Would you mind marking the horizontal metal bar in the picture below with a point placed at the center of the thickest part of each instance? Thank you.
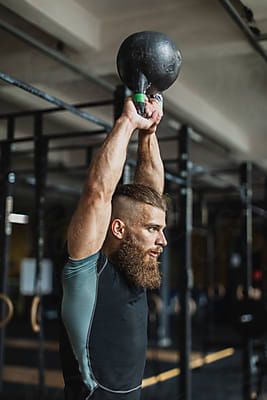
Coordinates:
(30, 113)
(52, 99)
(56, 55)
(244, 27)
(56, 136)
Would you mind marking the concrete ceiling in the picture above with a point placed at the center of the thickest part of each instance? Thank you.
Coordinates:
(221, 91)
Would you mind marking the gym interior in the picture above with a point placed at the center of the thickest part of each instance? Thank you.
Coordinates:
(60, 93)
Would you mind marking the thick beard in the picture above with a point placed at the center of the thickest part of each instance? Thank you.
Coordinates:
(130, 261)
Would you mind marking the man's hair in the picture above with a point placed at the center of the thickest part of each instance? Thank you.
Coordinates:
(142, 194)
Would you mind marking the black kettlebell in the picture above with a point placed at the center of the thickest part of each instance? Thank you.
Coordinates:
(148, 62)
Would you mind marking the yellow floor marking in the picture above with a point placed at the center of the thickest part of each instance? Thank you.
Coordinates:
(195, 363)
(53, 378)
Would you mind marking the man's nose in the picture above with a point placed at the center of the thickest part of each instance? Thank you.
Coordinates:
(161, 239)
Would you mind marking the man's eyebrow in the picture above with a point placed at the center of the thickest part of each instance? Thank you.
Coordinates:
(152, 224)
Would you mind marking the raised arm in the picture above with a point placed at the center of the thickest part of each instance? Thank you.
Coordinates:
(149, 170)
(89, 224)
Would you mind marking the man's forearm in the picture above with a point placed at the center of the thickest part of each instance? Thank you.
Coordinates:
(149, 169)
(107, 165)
===============
▶ **PROBLEM TO SOLVE**
Pictures are not part of the copy; reproduce everything else in the records exactly.

▶ **FULL ANSWER**
Would you mind marking the horizontal metal bar in the picture below with a point placed at the center of the thickest part of each instance? Thank you.
Coordinates:
(30, 113)
(52, 99)
(56, 55)
(244, 27)
(56, 136)
Would you mind marking the concrete ceiling in the picture above with a point placed at the center of the thickest part of each instance? Thank you.
Coordinates:
(221, 91)
Would you mind marking the gym interior in the picture above with a point placed at the center of the thickest part of each instance? Thank you.
Coordinates:
(60, 93)
Would you mind marking the thick beard in the picture above with a point placed at the center of the thickest part of each instance? Thank you.
Coordinates:
(130, 261)
Would you mind marking the man's hair in the picture above with a point placed at the center of the thickest part of each instance? Thank you.
Coordinates:
(142, 194)
Would you mind marking the black kettlebell in the picture above with a point placed at the center of the thickest part of each instance? Thank you.
Coordinates:
(148, 62)
Would you mind marking the yellow floor marking in the picture above with a point placed at the center of the thickest part of each instance? Thank you.
Coordinates:
(195, 363)
(53, 378)
Would you mind marking the man's nose in the picture above with a point placed at the center of the thickest part of each instance? Thank you.
Coordinates:
(161, 239)
Would you mind marking the man's eyebrow in the picture above with a point placed at the center of the thickest part of each instance? Thank you.
Coordinates:
(152, 224)
Would you mind marking the raised arm in the picture above with a point placed at the center of the thickest part of each instance? Thank you.
Coordinates:
(149, 170)
(89, 224)
Would you mind marking the man's forearm in the picture above with a point placed at the center of the thickest part of each instance? Thank you.
Coordinates:
(149, 169)
(107, 165)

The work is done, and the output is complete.